## DIRECTION
Please transcribe the listing below in full and word for word, without its pictures.

[Position identification records]
= = = = = = =

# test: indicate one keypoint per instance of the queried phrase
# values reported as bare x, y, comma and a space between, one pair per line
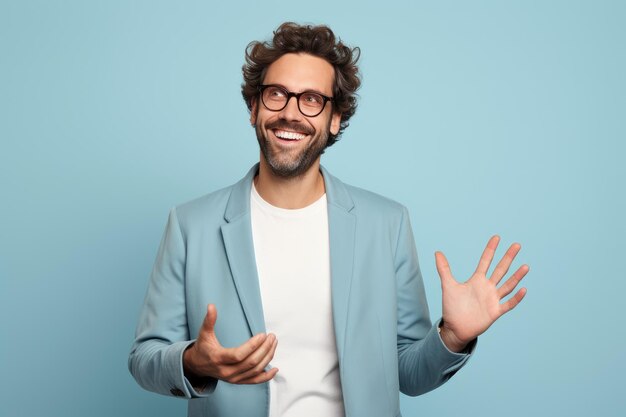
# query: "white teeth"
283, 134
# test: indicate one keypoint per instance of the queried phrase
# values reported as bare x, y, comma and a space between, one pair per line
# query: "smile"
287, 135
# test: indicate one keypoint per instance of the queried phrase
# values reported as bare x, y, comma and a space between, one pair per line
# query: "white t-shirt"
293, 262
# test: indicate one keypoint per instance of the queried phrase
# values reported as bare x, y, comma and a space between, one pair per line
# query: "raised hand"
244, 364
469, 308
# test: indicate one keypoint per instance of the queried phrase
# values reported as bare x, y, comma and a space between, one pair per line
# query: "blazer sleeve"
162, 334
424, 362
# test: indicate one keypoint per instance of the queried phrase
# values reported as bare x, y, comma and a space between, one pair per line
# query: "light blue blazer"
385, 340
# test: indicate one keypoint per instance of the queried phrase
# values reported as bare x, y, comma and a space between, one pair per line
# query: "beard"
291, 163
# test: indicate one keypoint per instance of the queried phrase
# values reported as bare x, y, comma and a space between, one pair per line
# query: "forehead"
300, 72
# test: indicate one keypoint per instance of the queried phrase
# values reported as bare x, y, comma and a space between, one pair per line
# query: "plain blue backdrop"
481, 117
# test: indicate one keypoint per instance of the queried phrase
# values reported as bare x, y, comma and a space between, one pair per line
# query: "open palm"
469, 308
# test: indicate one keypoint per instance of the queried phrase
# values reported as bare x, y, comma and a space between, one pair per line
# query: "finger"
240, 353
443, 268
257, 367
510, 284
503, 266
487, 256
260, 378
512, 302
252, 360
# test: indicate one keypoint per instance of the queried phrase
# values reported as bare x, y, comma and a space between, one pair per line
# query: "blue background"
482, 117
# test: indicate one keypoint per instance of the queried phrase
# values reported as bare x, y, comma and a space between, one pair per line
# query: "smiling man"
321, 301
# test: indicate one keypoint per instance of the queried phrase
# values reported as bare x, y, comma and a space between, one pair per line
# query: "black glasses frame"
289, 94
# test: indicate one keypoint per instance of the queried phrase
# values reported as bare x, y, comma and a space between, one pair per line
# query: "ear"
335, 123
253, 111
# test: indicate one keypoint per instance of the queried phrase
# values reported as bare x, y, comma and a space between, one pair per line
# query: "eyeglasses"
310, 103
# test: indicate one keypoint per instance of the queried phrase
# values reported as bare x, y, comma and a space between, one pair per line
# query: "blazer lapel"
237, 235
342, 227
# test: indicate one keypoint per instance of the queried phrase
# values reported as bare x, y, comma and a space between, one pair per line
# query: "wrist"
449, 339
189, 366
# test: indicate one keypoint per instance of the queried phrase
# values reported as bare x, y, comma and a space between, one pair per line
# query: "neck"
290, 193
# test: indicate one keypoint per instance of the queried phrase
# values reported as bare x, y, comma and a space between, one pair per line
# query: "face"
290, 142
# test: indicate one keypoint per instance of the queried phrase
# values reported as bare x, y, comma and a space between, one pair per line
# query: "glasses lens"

= = = = = = =

## RESULT
# test: indicate one keypoint per instance of the queried phrase
# values reported as bare x, y, comma and a space between, one pair per line
# query: "white teeth"
283, 134
# test: indicate one keypoint per instance of the queried phrase
# values reported as bare x, y, comma and a space between, one pair per line
# query: "smile"
287, 135
# test: indicate one keypoint per instance of the queried phrase
# values reported as bare x, y, comma and a space between, one pair per line
# query: "white t-shirt"
293, 262
# test: indicate one keypoint per instance of the queried phrase
# values reported as bare x, y, comma and a space between, one pair per line
# query: "raised hand"
244, 364
469, 308
# test: indicate one keypoint per instance of the queried phrase
# values reported as bare x, y, comma and a space between, one pair per line
# query: "blazer sleeve"
162, 334
424, 362
# test: indicate one keypoint per instance of the queried phrase
# values reported as bare x, y, comma and a space between, one pair per line
# query: "light blue blazer"
385, 340
# test: indicate one keypoint per instance of the queried phrase
# values reported as bare x, y, comma and a space between, one pair per line
# query: "beard"
291, 163
# test: indicate one keypoint per instance of the queried phrase
# values reported as bare x, y, comma and a space between, one pair per line
# query: "forehead"
300, 72
# test: indicate one keypoint per instance of the queried phrase
# values reported as bare x, y, comma and a space between, one pair per line
# query: "plain blue backdrop"
481, 117
# test: indicate one keypoint per instance of the queried phrase
# values reported as bare x, y, comma and a space between, one pair per line
# query: "open palm"
469, 308
# test: indicate one keypoint per instance of the queried phrase
# values reported as bare x, y, comma and a space between, one pair per line
# query: "finger"
240, 353
443, 268
257, 367
510, 284
503, 266
487, 256
260, 378
512, 302
252, 360
# test: indicate one keypoint per instance of the queried phrase
# values reported as bare x, y, comma and a space between, one pair per line
# query: "blue background"
482, 117
# test: indicate one keypoint per instance of the queried phrase
# values reported as bare x, y, comma and a space between, one pair per line
# query: "smiling man"
321, 301
# test: indicate one keypoint per instance of the queried phrase
# values reported as bare x, y, comma and a space between, one pair per line
# query: "black glasses frame"
289, 94
# test: indicate one keypoint per instance of the queried phrase
# values reported as bare x, y, comma and a space between, one pair per line
# query: "ear"
335, 123
253, 111
# test: indicate one keypoint per instance of the queried phrase
# values reported as bare x, y, comma and a space between, one pair per line
# query: "eyeglasses"
310, 103
# test: indicate one keypoint per instance of the queried phrase
# values reported as bare x, y, comma and a space between, one pair per line
# query: "blazer lapel"
237, 235
342, 227
# test: indicate one keypoint per instance of the queried phrase
# values reported as bare x, y, comma and a space between, one pair per line
# query: "wrist"
449, 339
189, 366
# test: indicate one keypoint per instance of the queried phrase
# values reported as bare x, y, comma and a space between, one pair per line
# query: "neck"
290, 193
# test: indicate one keypoint per instance of the queried phrase
# values reported as bare x, y, comma and a space between, one pair per line
# query: "face"
290, 142
# test: indicate one keypoint per instance of the queried phrase
# values reported as bare x, y, comma and a space between, one pair per line
# query: "glasses lens"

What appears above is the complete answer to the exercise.